**DATASET RECORDS**
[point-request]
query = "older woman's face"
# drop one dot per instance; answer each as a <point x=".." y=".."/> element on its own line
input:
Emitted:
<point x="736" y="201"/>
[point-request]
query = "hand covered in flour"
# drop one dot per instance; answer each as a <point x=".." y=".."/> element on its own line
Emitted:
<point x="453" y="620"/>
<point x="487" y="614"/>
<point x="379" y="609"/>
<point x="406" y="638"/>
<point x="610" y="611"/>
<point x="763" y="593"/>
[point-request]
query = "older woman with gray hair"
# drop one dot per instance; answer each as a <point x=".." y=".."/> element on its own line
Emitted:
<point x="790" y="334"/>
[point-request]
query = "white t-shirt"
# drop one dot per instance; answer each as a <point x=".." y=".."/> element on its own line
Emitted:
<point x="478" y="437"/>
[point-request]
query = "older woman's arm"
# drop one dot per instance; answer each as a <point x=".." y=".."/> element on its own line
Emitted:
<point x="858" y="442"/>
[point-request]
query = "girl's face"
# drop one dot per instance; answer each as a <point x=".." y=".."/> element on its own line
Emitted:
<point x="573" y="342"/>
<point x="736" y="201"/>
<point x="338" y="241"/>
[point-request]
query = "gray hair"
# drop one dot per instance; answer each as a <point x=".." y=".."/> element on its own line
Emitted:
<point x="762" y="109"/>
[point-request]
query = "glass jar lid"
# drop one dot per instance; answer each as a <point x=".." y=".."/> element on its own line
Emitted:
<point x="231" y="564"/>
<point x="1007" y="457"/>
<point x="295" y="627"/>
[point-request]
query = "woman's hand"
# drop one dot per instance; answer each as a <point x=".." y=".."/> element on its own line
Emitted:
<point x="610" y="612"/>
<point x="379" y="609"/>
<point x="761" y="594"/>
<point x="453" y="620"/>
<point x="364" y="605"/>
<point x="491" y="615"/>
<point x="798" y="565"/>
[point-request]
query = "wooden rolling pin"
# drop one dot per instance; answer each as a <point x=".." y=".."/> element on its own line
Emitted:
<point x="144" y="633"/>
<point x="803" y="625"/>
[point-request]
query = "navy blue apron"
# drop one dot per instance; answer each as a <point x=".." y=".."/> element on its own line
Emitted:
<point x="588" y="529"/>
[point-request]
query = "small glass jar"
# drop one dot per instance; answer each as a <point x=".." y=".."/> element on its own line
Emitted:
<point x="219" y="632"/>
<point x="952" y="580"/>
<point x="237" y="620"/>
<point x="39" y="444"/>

**EXERCISE DESCRIPTION**
Return all lines in the data that include the word "older".

**WRITTEN REPLY**
query = "older woman's face"
query = "older woman with gray hair"
query = "older woman's arm"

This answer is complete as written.